◆ Task goal:
Beginning with the line that holds "black top, as pixel coordinates.", set down each line of the data below through the very last, exactly as given, and nothing beyond that.

◆ Stored data:
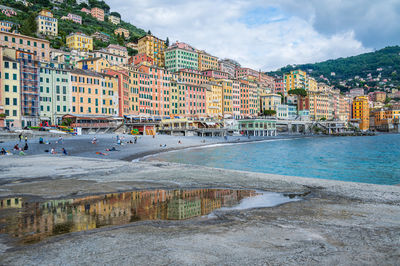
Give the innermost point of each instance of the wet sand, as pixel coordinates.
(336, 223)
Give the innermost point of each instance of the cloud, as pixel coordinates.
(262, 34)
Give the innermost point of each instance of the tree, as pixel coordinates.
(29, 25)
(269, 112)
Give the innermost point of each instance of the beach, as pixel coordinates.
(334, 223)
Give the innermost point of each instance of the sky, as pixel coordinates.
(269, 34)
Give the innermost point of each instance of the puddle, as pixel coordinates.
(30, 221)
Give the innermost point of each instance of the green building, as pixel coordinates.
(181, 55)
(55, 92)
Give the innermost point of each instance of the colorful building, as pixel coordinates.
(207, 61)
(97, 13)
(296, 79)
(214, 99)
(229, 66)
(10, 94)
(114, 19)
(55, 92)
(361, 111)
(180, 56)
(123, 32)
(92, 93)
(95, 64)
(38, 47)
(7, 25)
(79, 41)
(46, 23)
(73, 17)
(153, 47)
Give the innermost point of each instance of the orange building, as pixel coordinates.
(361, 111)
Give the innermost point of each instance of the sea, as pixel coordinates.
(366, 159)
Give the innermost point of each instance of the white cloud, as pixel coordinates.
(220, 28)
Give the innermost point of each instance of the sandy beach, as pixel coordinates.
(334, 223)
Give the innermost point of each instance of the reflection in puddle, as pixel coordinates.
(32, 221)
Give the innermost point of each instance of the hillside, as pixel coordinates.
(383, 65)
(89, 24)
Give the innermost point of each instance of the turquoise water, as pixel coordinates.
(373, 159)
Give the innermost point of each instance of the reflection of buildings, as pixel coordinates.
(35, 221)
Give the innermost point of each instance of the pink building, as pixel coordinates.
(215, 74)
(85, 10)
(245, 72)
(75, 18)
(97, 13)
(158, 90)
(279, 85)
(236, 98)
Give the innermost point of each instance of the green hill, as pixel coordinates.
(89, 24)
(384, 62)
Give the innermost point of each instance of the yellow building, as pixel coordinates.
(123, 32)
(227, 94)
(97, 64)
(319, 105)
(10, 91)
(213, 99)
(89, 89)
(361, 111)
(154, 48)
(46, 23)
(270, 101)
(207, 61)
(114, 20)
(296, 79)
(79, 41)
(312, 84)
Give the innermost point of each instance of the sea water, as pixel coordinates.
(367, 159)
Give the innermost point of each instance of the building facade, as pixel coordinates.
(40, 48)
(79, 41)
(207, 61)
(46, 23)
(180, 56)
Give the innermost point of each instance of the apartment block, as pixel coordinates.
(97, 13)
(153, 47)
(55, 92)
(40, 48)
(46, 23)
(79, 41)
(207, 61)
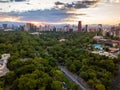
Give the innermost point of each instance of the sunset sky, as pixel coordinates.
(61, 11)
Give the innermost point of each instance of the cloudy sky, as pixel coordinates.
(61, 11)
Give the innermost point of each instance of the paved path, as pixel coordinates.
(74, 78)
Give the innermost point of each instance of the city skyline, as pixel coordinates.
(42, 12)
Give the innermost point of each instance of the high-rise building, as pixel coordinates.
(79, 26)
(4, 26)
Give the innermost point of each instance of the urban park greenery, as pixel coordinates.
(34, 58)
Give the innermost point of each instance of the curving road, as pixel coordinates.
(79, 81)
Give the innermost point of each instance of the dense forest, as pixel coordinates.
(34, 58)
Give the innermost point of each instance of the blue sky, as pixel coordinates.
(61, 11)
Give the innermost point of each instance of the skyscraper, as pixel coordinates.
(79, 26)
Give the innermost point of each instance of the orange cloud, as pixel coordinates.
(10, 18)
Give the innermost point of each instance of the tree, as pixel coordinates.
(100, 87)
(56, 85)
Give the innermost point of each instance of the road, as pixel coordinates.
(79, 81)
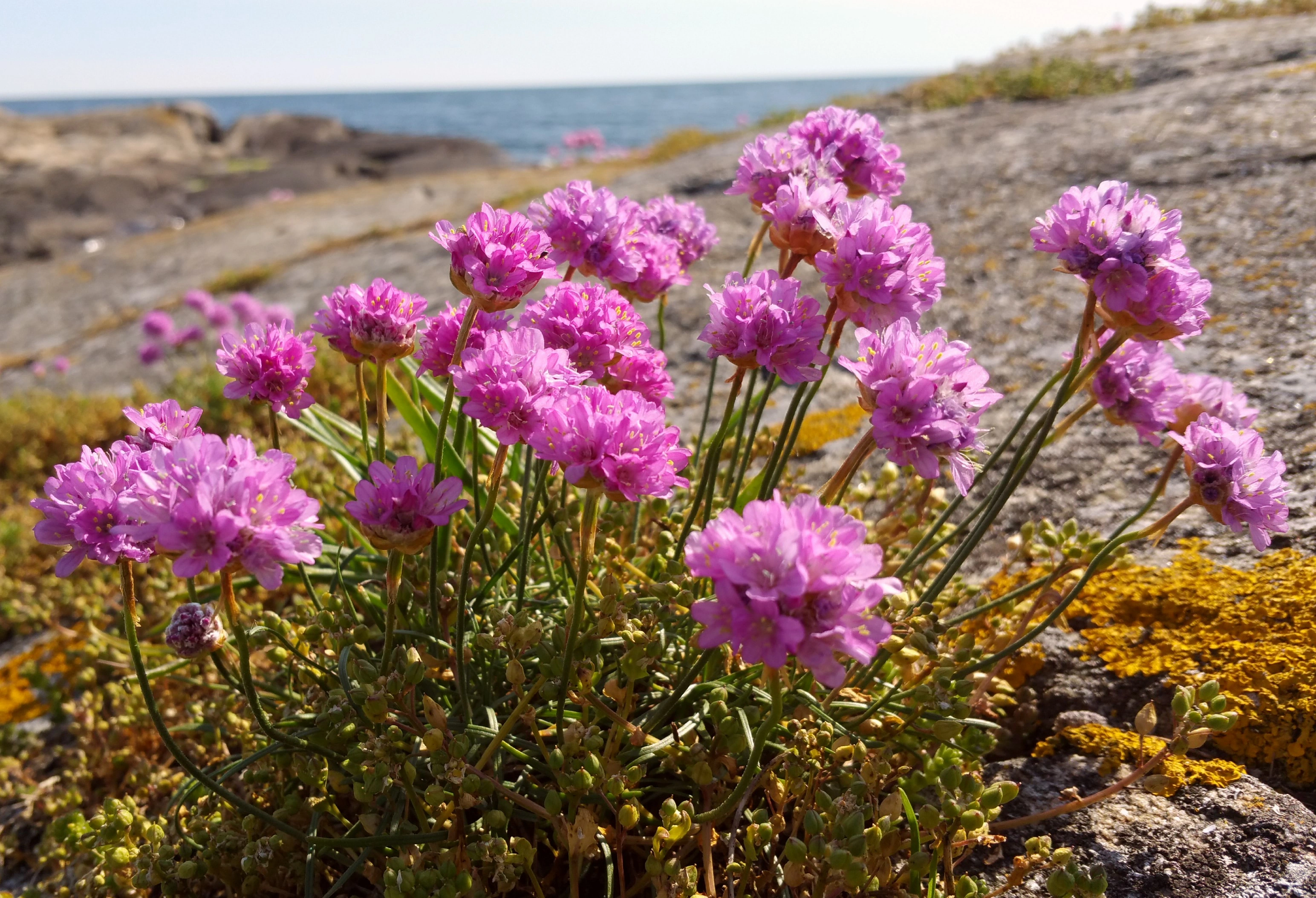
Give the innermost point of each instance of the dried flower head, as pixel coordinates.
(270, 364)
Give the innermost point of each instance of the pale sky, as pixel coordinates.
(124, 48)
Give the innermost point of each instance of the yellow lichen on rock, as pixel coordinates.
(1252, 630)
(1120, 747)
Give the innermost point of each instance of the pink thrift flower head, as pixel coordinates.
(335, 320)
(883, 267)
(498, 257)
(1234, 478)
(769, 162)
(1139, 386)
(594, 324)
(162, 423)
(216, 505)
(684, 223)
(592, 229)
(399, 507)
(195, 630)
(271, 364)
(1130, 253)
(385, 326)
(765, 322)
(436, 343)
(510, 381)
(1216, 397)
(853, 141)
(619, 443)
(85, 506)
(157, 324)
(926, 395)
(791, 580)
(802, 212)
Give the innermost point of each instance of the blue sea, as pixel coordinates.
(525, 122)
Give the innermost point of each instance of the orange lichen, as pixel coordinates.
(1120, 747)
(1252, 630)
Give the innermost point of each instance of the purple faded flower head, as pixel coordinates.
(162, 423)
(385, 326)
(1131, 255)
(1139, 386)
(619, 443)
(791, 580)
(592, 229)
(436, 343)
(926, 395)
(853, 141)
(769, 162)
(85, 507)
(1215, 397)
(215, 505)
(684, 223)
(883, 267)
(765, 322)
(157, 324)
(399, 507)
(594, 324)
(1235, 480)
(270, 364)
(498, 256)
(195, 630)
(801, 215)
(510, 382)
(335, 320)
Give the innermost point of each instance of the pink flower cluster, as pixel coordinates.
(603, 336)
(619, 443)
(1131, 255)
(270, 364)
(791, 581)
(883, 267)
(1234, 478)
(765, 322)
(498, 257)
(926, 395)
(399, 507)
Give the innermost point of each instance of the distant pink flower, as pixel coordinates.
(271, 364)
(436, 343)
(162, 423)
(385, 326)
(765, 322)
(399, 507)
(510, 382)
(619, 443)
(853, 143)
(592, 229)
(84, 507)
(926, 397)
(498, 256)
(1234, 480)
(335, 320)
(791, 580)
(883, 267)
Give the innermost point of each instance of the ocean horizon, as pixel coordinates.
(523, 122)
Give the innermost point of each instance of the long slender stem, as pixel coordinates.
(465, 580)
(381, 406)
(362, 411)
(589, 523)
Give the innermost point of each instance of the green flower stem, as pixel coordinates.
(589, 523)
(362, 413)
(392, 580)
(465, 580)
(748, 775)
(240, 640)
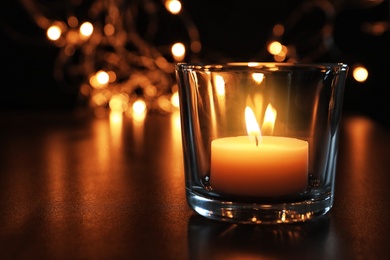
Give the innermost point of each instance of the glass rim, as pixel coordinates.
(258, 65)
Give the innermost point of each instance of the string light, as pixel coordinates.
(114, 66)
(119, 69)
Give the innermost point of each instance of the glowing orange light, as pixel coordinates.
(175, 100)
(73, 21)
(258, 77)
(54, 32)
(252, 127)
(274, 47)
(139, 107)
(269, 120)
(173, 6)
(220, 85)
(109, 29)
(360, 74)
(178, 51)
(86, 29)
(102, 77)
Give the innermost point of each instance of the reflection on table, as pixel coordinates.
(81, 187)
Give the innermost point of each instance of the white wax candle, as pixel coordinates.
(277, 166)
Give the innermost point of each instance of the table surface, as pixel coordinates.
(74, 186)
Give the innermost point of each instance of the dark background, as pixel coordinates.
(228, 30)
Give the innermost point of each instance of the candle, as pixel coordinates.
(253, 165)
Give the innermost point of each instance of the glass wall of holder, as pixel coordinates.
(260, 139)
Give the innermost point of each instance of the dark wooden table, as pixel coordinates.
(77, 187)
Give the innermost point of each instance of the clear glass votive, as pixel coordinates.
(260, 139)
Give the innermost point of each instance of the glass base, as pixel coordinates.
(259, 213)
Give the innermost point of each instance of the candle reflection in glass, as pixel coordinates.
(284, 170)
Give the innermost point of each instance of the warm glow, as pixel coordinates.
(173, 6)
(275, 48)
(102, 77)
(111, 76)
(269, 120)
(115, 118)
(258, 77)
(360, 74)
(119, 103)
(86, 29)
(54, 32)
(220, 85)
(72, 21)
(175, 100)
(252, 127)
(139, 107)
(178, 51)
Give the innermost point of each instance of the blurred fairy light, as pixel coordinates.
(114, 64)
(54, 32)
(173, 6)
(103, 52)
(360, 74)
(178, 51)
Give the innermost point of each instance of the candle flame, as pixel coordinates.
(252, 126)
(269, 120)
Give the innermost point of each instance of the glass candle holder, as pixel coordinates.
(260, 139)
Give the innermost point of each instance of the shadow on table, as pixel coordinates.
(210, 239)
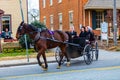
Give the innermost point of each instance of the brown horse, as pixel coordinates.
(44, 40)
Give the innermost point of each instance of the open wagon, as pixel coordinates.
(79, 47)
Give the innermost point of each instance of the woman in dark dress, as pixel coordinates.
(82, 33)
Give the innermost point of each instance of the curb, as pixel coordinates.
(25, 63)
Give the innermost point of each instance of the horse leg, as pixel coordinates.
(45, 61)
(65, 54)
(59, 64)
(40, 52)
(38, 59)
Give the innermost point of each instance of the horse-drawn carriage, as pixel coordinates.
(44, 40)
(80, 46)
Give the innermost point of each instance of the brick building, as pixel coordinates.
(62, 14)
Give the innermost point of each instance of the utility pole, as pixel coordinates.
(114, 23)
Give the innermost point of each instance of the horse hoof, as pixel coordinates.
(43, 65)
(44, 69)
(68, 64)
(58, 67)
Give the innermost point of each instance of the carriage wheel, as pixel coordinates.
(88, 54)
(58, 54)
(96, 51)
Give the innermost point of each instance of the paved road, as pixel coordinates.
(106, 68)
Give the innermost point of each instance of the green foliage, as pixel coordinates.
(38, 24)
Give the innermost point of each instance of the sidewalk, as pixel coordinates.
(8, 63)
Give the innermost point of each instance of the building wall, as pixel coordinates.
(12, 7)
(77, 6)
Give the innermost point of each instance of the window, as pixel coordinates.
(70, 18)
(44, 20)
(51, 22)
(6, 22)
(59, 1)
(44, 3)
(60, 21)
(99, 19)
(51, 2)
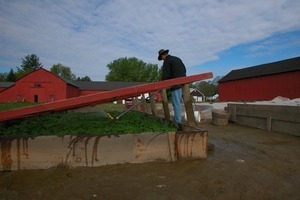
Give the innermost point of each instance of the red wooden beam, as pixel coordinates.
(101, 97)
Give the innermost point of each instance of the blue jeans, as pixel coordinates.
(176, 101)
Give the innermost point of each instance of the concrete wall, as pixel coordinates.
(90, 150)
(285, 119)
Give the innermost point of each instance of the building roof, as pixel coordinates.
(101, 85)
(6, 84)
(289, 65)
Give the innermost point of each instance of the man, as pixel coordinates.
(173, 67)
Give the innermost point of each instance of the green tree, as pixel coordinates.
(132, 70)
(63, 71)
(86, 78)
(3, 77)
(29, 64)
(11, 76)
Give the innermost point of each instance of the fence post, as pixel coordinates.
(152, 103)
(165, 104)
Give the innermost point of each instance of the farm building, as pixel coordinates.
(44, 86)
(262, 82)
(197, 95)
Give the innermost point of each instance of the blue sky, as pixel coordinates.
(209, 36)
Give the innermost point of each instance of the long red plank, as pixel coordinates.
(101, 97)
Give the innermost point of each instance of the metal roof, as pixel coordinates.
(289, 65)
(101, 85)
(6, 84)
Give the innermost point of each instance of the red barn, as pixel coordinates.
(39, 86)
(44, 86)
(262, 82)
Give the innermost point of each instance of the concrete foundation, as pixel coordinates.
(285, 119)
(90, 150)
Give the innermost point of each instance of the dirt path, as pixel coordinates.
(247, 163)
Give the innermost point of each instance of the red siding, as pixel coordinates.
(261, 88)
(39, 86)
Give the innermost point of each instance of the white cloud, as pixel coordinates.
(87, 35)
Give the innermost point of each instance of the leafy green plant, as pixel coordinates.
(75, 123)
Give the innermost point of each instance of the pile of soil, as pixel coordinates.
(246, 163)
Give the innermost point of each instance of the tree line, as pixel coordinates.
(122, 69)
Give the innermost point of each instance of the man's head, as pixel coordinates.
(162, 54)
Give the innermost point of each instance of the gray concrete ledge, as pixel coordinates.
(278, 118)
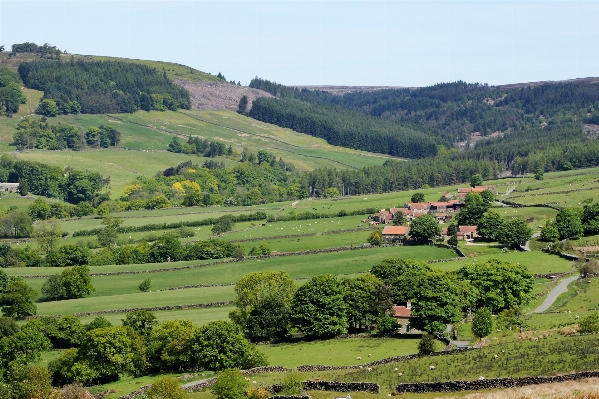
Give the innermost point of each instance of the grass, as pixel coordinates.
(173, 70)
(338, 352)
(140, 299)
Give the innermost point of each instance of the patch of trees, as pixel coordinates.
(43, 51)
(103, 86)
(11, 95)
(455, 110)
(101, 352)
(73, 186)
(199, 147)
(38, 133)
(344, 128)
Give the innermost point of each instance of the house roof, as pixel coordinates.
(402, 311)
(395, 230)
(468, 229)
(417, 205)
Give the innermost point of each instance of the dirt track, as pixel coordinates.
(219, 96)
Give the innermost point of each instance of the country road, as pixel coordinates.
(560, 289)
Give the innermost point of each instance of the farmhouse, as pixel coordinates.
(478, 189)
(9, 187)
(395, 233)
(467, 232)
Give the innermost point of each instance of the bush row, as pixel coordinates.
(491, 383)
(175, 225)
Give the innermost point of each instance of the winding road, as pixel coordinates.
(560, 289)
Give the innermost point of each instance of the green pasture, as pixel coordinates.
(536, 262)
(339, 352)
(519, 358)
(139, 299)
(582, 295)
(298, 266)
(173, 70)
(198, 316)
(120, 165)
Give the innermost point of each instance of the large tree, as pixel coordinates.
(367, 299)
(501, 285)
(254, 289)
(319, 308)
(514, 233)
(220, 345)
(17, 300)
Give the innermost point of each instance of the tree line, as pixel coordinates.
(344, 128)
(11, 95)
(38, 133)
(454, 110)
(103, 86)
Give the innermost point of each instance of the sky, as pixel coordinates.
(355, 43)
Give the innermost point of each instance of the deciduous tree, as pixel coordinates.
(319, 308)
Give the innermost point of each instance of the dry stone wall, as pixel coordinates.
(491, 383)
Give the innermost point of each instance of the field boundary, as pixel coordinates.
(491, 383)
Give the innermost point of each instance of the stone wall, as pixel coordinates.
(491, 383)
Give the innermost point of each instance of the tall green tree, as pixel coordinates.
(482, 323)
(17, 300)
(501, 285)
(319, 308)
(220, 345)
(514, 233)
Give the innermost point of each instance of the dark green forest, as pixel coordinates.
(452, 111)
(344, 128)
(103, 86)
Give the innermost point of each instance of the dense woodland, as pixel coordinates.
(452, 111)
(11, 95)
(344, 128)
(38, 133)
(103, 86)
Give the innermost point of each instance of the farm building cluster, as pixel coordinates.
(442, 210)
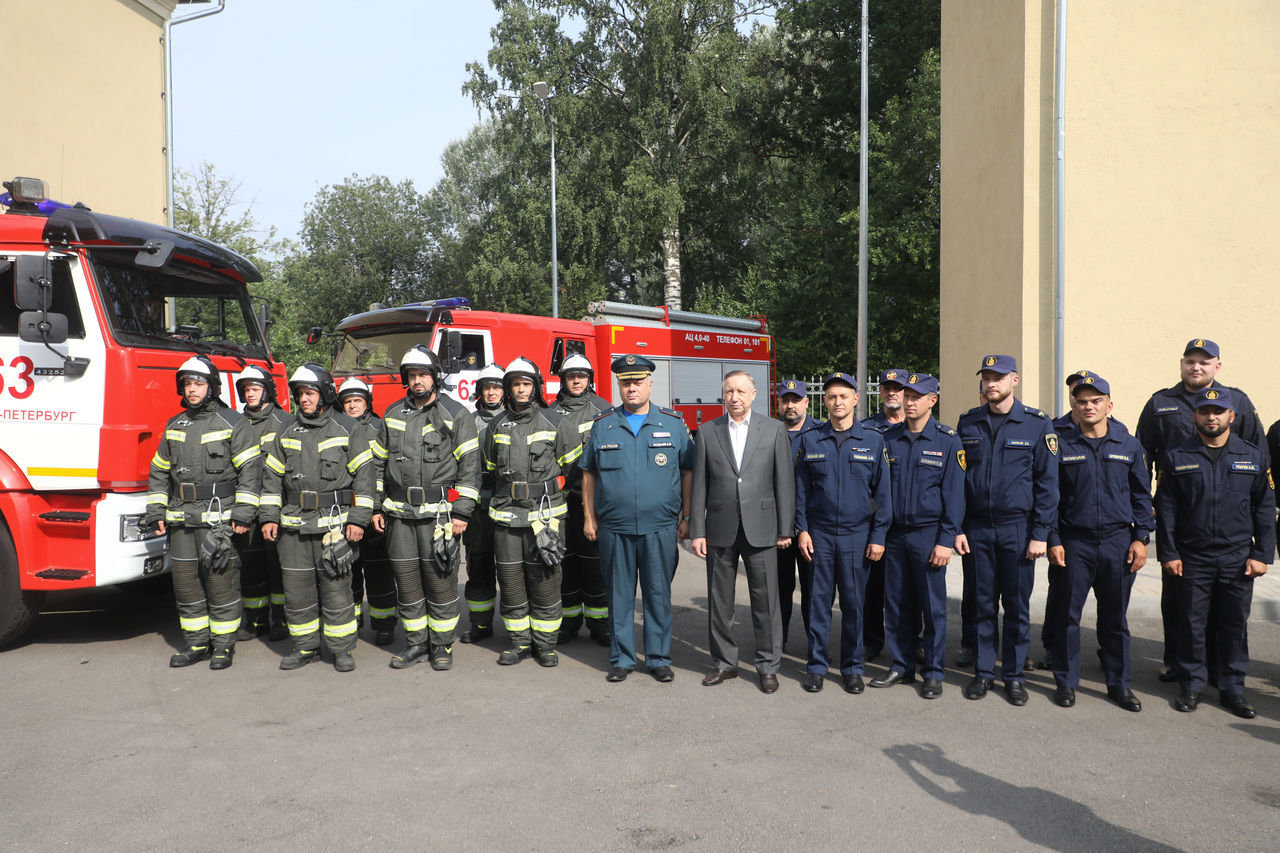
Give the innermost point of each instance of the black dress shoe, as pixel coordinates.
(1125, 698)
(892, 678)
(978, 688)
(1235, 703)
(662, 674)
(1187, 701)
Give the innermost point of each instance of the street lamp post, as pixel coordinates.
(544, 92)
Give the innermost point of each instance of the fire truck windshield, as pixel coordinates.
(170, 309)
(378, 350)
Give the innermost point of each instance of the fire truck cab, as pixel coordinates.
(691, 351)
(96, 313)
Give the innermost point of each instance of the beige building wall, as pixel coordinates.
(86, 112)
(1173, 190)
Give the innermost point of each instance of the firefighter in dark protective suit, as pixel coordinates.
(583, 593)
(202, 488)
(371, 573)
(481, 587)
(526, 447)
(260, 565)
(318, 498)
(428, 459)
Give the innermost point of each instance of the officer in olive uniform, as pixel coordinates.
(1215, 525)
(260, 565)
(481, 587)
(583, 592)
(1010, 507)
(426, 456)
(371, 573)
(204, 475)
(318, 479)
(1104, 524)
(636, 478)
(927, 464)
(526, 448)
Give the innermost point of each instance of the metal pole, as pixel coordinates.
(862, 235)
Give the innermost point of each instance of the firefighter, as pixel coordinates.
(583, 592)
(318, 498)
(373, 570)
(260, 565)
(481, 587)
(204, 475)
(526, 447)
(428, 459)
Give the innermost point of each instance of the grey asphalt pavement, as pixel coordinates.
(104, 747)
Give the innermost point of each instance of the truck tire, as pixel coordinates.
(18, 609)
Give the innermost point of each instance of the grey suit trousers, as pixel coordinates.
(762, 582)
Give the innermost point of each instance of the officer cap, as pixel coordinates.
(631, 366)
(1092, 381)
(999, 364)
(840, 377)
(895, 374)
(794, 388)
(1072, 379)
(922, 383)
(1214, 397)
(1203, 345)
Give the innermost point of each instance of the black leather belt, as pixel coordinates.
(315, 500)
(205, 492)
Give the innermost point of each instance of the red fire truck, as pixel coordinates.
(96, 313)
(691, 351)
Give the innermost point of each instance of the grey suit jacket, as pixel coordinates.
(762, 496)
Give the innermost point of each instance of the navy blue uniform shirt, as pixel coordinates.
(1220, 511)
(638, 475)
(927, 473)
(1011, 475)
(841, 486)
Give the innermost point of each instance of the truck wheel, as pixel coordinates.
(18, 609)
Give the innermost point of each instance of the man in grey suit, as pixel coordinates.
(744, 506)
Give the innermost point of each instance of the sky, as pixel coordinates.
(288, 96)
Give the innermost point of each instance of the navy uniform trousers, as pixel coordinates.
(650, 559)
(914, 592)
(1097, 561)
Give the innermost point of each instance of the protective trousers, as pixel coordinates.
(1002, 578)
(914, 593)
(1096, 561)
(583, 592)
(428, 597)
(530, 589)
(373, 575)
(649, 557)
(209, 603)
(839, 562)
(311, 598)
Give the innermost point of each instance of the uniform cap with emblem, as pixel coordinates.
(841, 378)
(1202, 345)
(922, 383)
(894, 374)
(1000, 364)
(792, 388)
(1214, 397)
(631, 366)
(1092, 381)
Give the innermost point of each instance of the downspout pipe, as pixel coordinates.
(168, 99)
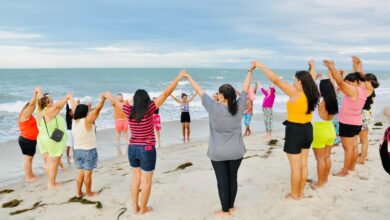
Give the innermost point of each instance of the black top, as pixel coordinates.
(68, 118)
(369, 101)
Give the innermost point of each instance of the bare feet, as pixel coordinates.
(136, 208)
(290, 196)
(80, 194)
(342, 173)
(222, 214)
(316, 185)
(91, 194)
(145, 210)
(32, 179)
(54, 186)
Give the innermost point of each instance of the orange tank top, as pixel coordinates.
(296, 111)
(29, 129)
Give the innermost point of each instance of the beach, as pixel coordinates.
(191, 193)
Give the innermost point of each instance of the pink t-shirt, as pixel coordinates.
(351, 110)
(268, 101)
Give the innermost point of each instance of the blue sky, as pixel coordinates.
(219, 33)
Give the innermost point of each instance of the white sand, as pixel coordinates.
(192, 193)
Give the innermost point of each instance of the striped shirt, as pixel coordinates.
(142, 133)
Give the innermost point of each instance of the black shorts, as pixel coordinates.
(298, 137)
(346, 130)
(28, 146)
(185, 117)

◆ Solution to the problem:
Give the innermost point of each instance of the black top, as pixel coordinates.
(68, 118)
(369, 101)
Give the innermost point of each instance of the bare feet, as pixel coordinates.
(136, 208)
(290, 196)
(80, 194)
(342, 173)
(222, 214)
(316, 185)
(91, 194)
(145, 210)
(32, 179)
(54, 186)
Give the innermost point of each instance of the orange tank top, as pixel coordinates.
(296, 111)
(29, 129)
Give the innermost point of each instance of the beach, as pixel coordinates.
(191, 193)
Give the innermost point of each instance of the pink t-shirt, as pixel coordinates.
(351, 110)
(268, 101)
Give the innermost point of each instance of the blue sky, as pixel coordinates.
(219, 33)
Give the innermost point of each instance of the white sand, as pixel coordinates.
(192, 193)
Give the innermost point of each instance of the striped shirt, as pixel coordinates.
(142, 133)
Give the innermost point of each instance of the black shorts, as pixel coordinates.
(298, 137)
(346, 130)
(28, 146)
(185, 117)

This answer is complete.